Set problem:
Render every line of the records below as a Markdown table with two columns, Row and Line, numbering the rows and leaving out blank lines.

=======

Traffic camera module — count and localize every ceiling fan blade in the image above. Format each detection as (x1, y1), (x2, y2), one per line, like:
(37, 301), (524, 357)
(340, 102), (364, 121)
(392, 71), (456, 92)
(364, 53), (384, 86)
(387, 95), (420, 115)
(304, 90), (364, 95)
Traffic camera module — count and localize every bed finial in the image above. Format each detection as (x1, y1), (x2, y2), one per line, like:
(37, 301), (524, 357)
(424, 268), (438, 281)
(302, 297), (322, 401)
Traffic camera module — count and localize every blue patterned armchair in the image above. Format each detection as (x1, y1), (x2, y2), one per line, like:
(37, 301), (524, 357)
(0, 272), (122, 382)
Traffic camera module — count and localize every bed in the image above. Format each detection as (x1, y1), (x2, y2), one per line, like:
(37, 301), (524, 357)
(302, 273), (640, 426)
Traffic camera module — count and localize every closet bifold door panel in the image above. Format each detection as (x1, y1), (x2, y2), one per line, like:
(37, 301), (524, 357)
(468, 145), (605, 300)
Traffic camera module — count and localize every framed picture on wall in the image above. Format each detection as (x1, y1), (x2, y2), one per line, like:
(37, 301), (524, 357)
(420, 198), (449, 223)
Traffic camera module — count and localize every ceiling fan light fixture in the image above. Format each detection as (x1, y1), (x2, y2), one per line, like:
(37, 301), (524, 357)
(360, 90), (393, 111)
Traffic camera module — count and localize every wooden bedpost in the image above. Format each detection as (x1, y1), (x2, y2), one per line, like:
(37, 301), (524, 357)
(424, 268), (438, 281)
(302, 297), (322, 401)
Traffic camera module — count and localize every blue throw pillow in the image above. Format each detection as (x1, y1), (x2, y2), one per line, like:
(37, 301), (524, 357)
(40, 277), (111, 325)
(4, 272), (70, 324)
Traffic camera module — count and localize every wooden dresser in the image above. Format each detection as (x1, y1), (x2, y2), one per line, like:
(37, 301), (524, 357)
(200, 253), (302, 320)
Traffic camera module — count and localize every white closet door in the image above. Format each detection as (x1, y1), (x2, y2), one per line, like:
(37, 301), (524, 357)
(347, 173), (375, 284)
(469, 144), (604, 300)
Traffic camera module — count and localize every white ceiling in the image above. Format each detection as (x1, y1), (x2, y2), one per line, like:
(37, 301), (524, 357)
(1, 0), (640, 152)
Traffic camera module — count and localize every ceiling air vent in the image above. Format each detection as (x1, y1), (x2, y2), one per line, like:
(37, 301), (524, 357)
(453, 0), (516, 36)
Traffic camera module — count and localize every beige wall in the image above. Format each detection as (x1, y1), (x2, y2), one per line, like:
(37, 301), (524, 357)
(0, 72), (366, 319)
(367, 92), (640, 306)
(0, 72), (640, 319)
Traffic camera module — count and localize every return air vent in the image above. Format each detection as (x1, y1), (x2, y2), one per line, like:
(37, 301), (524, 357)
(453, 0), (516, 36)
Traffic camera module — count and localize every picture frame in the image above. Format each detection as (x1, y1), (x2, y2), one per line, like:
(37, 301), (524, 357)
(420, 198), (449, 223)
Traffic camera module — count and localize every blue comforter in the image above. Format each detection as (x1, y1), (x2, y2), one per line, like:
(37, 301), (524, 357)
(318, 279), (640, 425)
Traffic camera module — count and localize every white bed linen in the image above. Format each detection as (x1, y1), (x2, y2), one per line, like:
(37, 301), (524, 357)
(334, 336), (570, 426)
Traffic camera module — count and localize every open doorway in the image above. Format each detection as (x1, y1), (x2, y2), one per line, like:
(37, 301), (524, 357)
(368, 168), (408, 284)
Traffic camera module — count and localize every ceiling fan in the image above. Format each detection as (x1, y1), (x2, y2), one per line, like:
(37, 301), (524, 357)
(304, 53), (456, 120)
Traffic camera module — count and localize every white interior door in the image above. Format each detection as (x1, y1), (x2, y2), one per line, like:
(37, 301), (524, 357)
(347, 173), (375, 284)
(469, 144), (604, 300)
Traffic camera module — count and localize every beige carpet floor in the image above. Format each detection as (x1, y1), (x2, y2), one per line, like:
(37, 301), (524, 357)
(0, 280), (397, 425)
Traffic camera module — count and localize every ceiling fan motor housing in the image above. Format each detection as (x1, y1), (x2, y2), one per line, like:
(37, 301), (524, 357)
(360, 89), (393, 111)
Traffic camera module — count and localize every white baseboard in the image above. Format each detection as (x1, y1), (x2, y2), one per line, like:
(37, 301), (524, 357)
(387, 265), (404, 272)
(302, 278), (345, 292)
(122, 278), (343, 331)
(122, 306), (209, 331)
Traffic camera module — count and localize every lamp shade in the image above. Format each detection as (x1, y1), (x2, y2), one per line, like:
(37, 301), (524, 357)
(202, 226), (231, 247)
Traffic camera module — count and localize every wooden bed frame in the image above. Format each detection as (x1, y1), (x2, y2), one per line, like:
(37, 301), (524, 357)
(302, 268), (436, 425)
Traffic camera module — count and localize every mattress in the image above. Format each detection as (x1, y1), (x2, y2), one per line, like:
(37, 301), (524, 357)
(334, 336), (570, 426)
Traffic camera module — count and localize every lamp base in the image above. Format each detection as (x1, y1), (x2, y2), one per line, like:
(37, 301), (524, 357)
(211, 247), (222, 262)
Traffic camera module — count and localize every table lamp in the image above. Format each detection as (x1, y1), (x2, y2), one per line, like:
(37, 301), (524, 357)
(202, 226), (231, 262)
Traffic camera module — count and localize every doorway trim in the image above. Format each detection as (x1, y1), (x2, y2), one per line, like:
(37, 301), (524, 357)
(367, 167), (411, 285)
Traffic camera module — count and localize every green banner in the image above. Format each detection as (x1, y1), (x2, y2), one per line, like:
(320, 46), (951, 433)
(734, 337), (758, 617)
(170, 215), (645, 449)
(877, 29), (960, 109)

=======

Answer to the problem:
| Row | Line |
|---|---|
| 1 | Traffic camera module — count and localize every ceiling fan blade in the image above. Format each detection as (x1, y1), (x2, y2), one per line, like: |
| 2 | (37, 301), (524, 357) |
| 3 | (340, 102), (364, 121) |
| 4 | (392, 71), (456, 92) |
| 5 | (364, 53), (384, 86) |
| 6 | (387, 95), (420, 115) |
| 7 | (304, 90), (364, 95) |
| 8 | Traffic camera module — count and localize every bed finial in the image above. Format each detection as (x1, y1), (x2, y2), one per line, like: |
| 9 | (37, 301), (524, 357) |
| 10 | (424, 268), (438, 281) |
| 11 | (302, 297), (322, 401) |
| 12 | Traffic camera module — count and localize every blue patterned armchair in the image above. Format each detection as (x1, y1), (x2, y2), one per line, like: |
| 13 | (37, 301), (524, 357) |
| 14 | (0, 272), (122, 382) |
| 15 | Traffic camera module — count and localize every bed in the image above. Format each detection as (x1, y1), (x2, y2), one per line, like: |
| 16 | (37, 301), (524, 357) |
| 17 | (302, 273), (640, 426) |
| 18 | Traffic camera module — count and localize every closet bifold door panel in the image above. Format each detection as (x1, y1), (x2, y2), one per line, like: |
| 19 | (37, 301), (524, 357) |
| 20 | (468, 145), (605, 300) |
| 21 | Traffic camera module — count and localize every framed picture on wall in the image above. Format each detection as (x1, y1), (x2, y2), one per line, like: |
| 22 | (37, 301), (524, 357) |
| 23 | (420, 198), (449, 223) |
| 24 | Traffic camera module — count and localize every ceiling fan light fixture in the image above. Format each detection as (x1, y1), (x2, y2), one per line, like: |
| 25 | (37, 301), (524, 357) |
| 26 | (360, 90), (393, 111) |
| 27 | Traffic camera module — count and localize every wooden bedpost in the image above. Format each detection as (x1, y1), (x2, y2), one per line, like: |
| 28 | (37, 301), (524, 357) |
| 29 | (424, 268), (438, 281) |
| 30 | (302, 297), (322, 401) |
| 31 | Traffic camera module — count and localize every blue throw pillow in the image above. Format each detection as (x1, y1), (x2, y2), one per line, like: |
| 32 | (37, 301), (524, 357) |
| 33 | (40, 277), (111, 325) |
| 34 | (4, 272), (70, 324) |
| 35 | Traffic camera module — count and localize every wooden dresser in the image above. Format each detection as (x1, y1), (x2, y2), one per line, like: |
| 36 | (37, 301), (524, 357) |
| 37 | (200, 253), (302, 320) |
| 38 | Traffic camera module — count and localize every white closet door in the image above. Format each detection as (x1, y1), (x2, y2), one per line, like: |
| 39 | (37, 301), (524, 357) |
| 40 | (347, 173), (375, 284) |
| 41 | (469, 144), (604, 300) |
| 42 | Traffic camera module — count and localize every white ceiling in the image above. Format each detection as (x1, y1), (x2, y2), one per line, like: |
| 43 | (37, 301), (524, 357) |
| 44 | (1, 0), (640, 152) |
| 45 | Traffic camera module — count and localize every ceiling air vent in the image above. Format each detection as (x1, y1), (x2, y2), one per line, like: |
| 46 | (37, 301), (524, 357) |
| 47 | (453, 0), (516, 36) |
| 48 | Traffic camera module — count and localize every beige wall in the image above. Format each detection as (x1, y1), (x2, y2), one per line, like: |
| 49 | (37, 301), (524, 357) |
| 50 | (0, 72), (366, 319) |
| 51 | (367, 92), (640, 306) |
| 52 | (0, 72), (640, 319) |
| 53 | Traffic camera module — count and localize every return air vent in the image above. Format each detection as (x1, y1), (x2, y2), one per line, like: |
| 54 | (37, 301), (524, 357) |
| 55 | (453, 0), (516, 36) |
| 56 | Traffic camera module — count and localize every picture frame in the image above. Format each detection as (x1, y1), (x2, y2), one per line, like: |
| 57 | (37, 301), (524, 357) |
| 58 | (420, 198), (449, 223) |
| 59 | Traffic camera module — count and localize every blue comforter in the image above. Format each detection as (x1, y1), (x2, y2), one per line, like: |
| 60 | (37, 301), (524, 357) |
| 61 | (318, 279), (640, 425) |
| 62 | Traffic camera module — count and localize every white bed linen in the image above. Format each detection as (x1, y1), (x2, y2), one per line, like: |
| 63 | (37, 301), (524, 357) |
| 64 | (334, 336), (570, 426) |
| 65 | Traffic camera module — count and localize every open doorway in the image above. Format each detection as (x1, y1), (x2, y2), one per line, like: |
| 66 | (37, 301), (524, 357) |
| 67 | (368, 168), (408, 284) |
| 68 | Traffic camera module — count and localize every ceiling fan in the image above. Format each detection as (x1, y1), (x2, y2), one per line, like: |
| 69 | (37, 301), (524, 357) |
| 70 | (304, 53), (456, 120) |
| 71 | Traffic camera module — count and localize every white interior door in the image above. Format each detection as (x1, y1), (x2, y2), one per line, like: |
| 72 | (37, 301), (524, 357) |
| 73 | (347, 173), (375, 284) |
| 74 | (469, 144), (604, 300) |
| 75 | Traffic camera module — count and localize every beige carpet floor in the image above. Format each detection as (x1, y1), (x2, y2), one per line, like: |
| 76 | (37, 301), (524, 357) |
| 77 | (0, 280), (397, 425) |
| 78 | Traffic camera module — count and localize every ceiling fan motor housing in the image above. Format each detection as (x1, y1), (x2, y2), one per line, like: |
| 79 | (37, 301), (524, 357) |
| 80 | (360, 89), (393, 111) |
| 81 | Traffic camera module — count and localize every white baseboard in the image above. Format each detection as (x1, y1), (x2, y2), one per line, like: |
| 82 | (37, 301), (524, 357) |
| 83 | (387, 265), (404, 272) |
| 84 | (302, 278), (345, 292) |
| 85 | (122, 278), (343, 331) |
| 86 | (122, 306), (209, 331) |
| 87 | Traffic camera module — count and localize every lamp shade in the image above. Format each detection as (x1, y1), (x2, y2), one per line, like: |
| 88 | (37, 301), (524, 357) |
| 89 | (202, 226), (231, 247) |
| 90 | Traffic camera module — count and localize every wooden bed frame in the image above. Format each detection as (x1, y1), (x2, y2), one per line, like: |
| 91 | (37, 301), (524, 357) |
| 92 | (302, 268), (436, 425) |
| 93 | Traffic camera module — count and localize every mattress in the image above. Format each detection as (x1, y1), (x2, y2), one per line, like: |
| 94 | (37, 301), (524, 357) |
| 95 | (334, 336), (570, 426) |
| 96 | Traffic camera module — count and localize every lamp base in the image above. Format each detection as (x1, y1), (x2, y2), one per line, like: |
| 97 | (37, 301), (524, 357) |
| 98 | (211, 247), (222, 262) |
| 99 | Traffic camera module — count and localize every table lamp in the image above. Format each detection as (x1, y1), (x2, y2), one per line, like: |
| 100 | (37, 301), (524, 357) |
| 101 | (202, 226), (231, 262) |
| 102 | Traffic camera module — count and localize every doorway trim in the image above. Format each detection as (x1, y1), (x2, y2), one per line, like: |
| 103 | (37, 301), (524, 357) |
| 104 | (367, 167), (411, 285) |
| 105 | Traffic camera module — count and localize every green banner in the image above. Format each detection as (x1, y1), (x2, y2), one per line, like: |
| 106 | (320, 46), (951, 433) |
| 107 | (734, 337), (758, 617) |
| 108 | (170, 215), (645, 449) |
| 109 | (877, 29), (960, 109) |